Work order:
Across the entries below, how many lines contain the string "wall"? Only the number is wanted.
================
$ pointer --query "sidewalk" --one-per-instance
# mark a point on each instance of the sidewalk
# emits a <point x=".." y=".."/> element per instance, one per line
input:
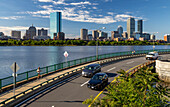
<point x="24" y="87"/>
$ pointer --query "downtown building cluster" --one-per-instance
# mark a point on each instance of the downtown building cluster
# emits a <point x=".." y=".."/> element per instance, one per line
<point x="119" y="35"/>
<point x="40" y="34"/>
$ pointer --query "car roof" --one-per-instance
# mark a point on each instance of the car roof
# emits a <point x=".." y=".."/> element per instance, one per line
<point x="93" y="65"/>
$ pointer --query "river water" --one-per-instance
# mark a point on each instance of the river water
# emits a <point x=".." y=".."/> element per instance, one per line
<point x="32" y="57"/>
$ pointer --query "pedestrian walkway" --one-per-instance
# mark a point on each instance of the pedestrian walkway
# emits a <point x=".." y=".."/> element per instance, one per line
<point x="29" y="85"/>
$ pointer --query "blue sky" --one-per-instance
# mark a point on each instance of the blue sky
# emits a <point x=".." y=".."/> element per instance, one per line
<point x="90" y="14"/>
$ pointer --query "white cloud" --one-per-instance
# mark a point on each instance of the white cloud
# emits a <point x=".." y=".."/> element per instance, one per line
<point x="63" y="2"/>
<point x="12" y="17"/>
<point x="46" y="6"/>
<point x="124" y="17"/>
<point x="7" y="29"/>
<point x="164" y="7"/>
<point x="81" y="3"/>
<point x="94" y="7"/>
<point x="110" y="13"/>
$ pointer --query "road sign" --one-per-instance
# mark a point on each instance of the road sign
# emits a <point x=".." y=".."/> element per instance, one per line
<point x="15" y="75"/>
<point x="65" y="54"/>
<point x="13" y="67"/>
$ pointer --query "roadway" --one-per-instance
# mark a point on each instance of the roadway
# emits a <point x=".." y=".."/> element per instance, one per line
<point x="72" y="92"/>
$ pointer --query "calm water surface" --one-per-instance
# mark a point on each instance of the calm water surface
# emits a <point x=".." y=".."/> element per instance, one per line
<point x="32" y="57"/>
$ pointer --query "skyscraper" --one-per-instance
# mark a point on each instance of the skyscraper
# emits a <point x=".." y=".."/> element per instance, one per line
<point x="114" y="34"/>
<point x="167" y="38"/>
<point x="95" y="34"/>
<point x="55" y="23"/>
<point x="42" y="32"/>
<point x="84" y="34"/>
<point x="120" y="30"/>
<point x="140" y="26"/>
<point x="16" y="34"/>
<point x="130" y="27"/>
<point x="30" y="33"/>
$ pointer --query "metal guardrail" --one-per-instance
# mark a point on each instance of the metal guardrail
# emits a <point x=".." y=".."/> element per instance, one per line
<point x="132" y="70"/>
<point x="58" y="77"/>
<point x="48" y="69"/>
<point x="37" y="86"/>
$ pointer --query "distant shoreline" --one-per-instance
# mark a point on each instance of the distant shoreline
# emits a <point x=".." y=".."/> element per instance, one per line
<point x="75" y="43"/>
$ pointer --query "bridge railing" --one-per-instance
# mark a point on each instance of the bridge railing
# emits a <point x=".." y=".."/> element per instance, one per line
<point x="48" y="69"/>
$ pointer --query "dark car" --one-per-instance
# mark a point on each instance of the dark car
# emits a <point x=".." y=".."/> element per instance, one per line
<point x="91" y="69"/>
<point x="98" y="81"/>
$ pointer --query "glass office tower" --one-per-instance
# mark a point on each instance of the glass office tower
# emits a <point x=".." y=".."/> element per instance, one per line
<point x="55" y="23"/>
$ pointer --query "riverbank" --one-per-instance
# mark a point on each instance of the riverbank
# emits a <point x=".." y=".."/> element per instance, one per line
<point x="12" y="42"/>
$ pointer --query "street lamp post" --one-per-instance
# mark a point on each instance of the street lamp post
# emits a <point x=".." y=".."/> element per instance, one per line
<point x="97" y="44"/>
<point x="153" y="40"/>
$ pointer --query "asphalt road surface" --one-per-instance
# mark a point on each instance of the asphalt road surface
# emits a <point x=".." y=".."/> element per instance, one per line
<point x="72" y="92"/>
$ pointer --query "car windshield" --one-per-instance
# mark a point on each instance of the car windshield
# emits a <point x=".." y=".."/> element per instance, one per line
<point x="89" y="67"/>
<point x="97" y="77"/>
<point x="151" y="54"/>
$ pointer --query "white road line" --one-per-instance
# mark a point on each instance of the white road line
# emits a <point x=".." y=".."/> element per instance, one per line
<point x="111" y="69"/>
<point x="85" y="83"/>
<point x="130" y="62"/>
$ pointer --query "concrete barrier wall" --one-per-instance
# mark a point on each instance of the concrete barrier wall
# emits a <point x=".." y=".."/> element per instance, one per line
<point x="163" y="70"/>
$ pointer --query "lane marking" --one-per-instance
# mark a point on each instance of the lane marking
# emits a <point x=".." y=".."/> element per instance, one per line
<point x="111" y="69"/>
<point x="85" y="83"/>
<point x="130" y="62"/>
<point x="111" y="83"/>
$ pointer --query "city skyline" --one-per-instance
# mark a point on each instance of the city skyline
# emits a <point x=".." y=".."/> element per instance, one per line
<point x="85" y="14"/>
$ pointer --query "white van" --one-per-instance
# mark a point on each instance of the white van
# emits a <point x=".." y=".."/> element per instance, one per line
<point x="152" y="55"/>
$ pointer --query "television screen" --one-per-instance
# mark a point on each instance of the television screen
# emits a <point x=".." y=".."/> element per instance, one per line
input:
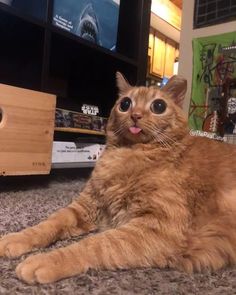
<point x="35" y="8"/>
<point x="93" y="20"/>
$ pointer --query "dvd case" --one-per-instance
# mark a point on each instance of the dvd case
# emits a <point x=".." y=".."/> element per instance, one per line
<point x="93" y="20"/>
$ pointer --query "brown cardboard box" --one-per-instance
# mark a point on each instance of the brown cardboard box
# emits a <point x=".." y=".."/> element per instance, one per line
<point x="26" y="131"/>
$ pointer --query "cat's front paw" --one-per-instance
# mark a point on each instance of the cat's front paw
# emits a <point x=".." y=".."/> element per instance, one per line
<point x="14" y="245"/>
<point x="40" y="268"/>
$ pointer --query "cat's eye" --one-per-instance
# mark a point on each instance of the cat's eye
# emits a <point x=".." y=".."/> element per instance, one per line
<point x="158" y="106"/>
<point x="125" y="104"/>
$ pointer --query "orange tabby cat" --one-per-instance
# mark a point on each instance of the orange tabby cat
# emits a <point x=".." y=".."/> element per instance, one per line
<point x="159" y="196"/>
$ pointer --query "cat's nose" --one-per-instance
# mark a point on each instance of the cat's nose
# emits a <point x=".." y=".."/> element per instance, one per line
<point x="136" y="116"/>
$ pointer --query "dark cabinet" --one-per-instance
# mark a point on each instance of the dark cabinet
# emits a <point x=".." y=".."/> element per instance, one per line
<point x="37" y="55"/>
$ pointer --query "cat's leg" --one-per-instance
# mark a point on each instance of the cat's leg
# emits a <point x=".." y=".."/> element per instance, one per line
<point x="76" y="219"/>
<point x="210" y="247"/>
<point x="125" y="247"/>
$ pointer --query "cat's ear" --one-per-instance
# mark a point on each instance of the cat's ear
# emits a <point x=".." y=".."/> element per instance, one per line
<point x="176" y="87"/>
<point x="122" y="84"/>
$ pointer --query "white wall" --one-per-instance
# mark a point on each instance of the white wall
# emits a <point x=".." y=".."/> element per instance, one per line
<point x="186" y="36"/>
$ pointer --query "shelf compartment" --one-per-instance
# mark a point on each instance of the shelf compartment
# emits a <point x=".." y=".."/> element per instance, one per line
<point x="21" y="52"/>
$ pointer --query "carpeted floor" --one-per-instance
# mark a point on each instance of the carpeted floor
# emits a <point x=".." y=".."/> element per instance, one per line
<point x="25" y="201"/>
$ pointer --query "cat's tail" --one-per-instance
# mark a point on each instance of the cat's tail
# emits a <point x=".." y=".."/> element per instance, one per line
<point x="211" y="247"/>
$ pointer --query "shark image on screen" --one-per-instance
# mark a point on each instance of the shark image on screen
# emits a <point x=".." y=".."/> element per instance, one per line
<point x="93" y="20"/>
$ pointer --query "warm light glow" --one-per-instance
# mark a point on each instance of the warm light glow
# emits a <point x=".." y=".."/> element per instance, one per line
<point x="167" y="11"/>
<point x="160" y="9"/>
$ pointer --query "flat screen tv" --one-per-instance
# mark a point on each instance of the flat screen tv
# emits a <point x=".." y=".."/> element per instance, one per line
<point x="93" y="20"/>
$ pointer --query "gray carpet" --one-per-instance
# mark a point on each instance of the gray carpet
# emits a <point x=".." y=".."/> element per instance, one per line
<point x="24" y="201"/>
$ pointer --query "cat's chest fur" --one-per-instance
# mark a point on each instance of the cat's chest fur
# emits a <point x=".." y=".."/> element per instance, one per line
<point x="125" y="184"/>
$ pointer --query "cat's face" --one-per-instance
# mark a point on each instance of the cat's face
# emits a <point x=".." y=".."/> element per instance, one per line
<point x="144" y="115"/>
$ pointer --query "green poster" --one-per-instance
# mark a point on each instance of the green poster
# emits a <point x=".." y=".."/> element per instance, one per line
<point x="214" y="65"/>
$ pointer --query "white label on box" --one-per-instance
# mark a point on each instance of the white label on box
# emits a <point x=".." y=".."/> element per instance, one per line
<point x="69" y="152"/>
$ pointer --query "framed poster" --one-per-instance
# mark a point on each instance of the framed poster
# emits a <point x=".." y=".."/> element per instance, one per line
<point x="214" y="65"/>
================
Task output:
4